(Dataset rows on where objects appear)
↓↓↓

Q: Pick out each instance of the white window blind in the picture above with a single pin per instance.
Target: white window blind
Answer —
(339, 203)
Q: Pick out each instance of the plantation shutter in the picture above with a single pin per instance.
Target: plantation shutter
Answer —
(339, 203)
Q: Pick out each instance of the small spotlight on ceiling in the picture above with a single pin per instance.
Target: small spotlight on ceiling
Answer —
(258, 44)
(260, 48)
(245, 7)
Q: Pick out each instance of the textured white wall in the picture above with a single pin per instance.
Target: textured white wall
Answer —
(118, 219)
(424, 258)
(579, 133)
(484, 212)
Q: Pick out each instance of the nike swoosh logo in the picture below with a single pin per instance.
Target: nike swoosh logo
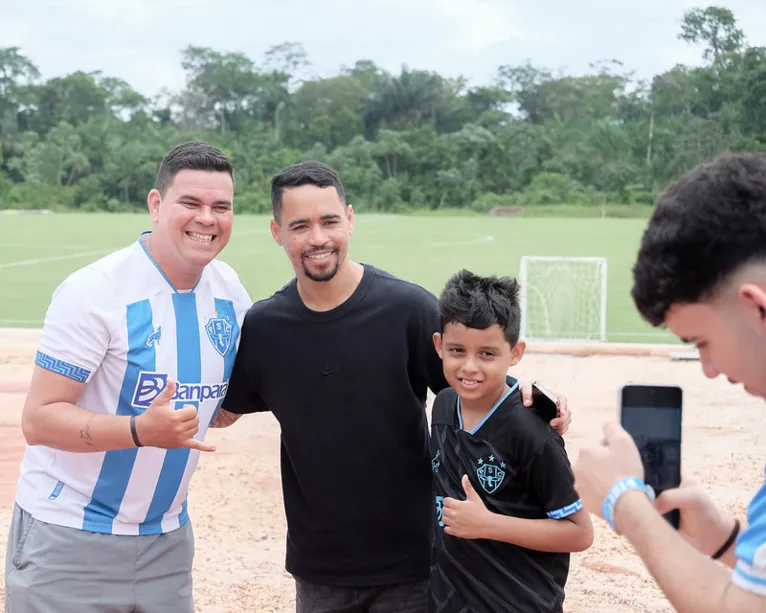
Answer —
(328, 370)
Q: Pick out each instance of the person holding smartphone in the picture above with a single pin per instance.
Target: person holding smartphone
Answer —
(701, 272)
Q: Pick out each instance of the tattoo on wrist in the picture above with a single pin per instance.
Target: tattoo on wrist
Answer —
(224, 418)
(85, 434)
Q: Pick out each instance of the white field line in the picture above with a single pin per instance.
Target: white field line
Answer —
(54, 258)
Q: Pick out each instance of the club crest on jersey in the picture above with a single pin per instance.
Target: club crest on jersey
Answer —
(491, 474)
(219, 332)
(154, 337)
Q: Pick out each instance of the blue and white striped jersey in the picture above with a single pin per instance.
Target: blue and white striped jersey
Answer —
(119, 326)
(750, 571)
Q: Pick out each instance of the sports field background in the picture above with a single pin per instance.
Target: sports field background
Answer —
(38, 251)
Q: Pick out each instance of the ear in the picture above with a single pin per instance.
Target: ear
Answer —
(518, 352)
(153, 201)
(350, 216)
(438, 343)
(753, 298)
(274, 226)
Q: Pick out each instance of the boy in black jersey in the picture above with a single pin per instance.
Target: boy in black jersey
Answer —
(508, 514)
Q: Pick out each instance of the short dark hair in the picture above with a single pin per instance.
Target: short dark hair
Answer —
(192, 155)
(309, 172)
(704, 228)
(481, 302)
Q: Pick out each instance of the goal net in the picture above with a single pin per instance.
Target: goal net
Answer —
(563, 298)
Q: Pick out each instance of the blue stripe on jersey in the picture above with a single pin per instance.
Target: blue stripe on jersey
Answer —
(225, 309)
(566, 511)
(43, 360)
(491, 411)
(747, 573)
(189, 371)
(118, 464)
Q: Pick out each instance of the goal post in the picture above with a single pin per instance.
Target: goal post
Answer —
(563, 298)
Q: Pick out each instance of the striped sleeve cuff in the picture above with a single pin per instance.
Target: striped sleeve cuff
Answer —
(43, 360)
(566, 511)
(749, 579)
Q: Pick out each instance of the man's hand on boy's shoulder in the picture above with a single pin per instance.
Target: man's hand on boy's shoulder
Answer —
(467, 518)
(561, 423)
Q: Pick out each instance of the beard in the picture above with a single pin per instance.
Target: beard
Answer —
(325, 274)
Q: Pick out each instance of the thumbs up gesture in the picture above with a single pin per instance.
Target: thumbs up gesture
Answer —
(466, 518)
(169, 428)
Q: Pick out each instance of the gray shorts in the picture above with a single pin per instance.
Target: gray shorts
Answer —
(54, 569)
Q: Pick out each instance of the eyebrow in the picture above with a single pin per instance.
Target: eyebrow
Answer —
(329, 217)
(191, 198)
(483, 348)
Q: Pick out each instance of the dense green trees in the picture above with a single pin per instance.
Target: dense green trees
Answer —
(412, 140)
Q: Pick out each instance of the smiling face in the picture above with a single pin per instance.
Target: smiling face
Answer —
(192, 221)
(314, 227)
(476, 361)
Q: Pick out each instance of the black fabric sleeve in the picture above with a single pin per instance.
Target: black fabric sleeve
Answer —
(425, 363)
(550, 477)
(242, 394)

↑↑↑

Task requirements.
Restate the entire listing word for word, excluding pictures.

Task output.
Q: Pick out each instance of the white window blind in the picture above with a single pin per instance.
Target: white window blind
Answer —
(339, 203)
Q: Pick out each instance of the plantation shutter in the picture above with a single pin per instance.
Target: plantation shutter
Answer —
(339, 203)
Q: Pick out each instance of the small spotlight on ceiling in the picture above with a single pin per instance.
Target: small spotlight on ceiling
Answer —
(258, 44)
(260, 48)
(245, 7)
Q: Pick out each instance of the textured white wall in the picture above with a single pin per instance.
Target: textured white wall
Answer —
(118, 219)
(424, 258)
(579, 133)
(484, 212)
Q: Pick out each instance of the nike swoosh logo in the picture below with a single pin per instance.
Target: nike swoosh logo
Answer —
(328, 370)
Q: Pick out each instance of the person holding smartphone in the picture above with a single pin per instance.
Target: person holding smartphone
Answer —
(701, 272)
Q: Pick out each instance of the tattoo on wrist in the picture above with a single pin per instance.
Target: tattoo on wrist
Answer —
(224, 418)
(85, 434)
Q: Pick out each instance of the white field line in the picture above with a single pin per instance.
Target: white field line
Answer —
(54, 258)
Q: Pick out each instance of the club crest on jersey in the picture above with a single pin per instance.
Target: club crest on jersey
Answer —
(491, 474)
(219, 332)
(154, 337)
Q: Pick out each instance of the blue and white striped jersey in the picture above with a single pin per instance.
Target: blue and white striped jersey
Answer —
(119, 326)
(750, 571)
Q: Pick out each instance of the sports field background in the picture above with a single pin per instance.
Target: sports field background
Answer —
(38, 251)
Q: Pick out each instance of the ear in the picture above with a single pin per instance.
Target: ear
Answer —
(518, 352)
(153, 201)
(350, 216)
(438, 343)
(753, 298)
(274, 226)
Q: Pick out each instance of the boy in black jersey in the picture above with a single pin per instance.
Target: boy in black jersey
Answer —
(508, 514)
Q: Pick out each instance of the short dark hair in the picture above with a single pin per instance.
Target: short dark hair
Answer —
(192, 155)
(309, 172)
(704, 228)
(481, 302)
Q: Pick out each instance of the goal net in the picture above with a single pin per instance.
Target: goal net
Answer —
(563, 298)
Q: Pick out each instance of the blue stripe on jersey in the picture above with a single pin per instance.
Target: blue stripe on jersey
Answer —
(225, 309)
(566, 511)
(43, 360)
(491, 411)
(747, 573)
(189, 371)
(118, 464)
Q: Pick out each instance of the goal post in the picture above with a single pin per instance.
Target: goal post
Answer —
(563, 298)
Q: Pick out each instance of the striped sleeve cuff in the picture above with a single pin per instance.
Target: striped sleeve cuff
Answer —
(43, 360)
(566, 511)
(749, 579)
Q: Pick out each instance of the man's hand on boy's shoulder in the picture above with a single pin per instance.
Target: man's hand on boy's shoulder
Answer —
(467, 518)
(561, 423)
Q: Pick out each instance of the beard in the picture above with a single pin per instance.
Target: beard
Answer —
(325, 274)
Q: Pick out each instance of the thumbs up gesture in the picture above with a single pin per instance.
Target: thumbs up gesture
Answer —
(466, 518)
(169, 428)
Q: Pick out each instance of the gray shorts in the picture above with a single pin per instance.
Target: gray shorts
Answer —
(54, 569)
Q: Pick out each instance of the eyebrow in the picture above with a single pin per instance.
Target: eyebrow
Answer —
(329, 217)
(191, 198)
(483, 348)
Q: Pick out each instance of the dense green trees in the picture above with a single pin per instance.
Target: dense green trees
Answer —
(412, 140)
Q: Pick out each instance of the smiling face in the picture above with a single pin per instance.
Target: smiling face
Answer —
(192, 221)
(314, 227)
(476, 361)
Q: Pick out each instance of the black fabric sleeve in the picture above with a single pin per instance.
Target: black fabric sleeve
Answer —
(425, 363)
(550, 477)
(242, 394)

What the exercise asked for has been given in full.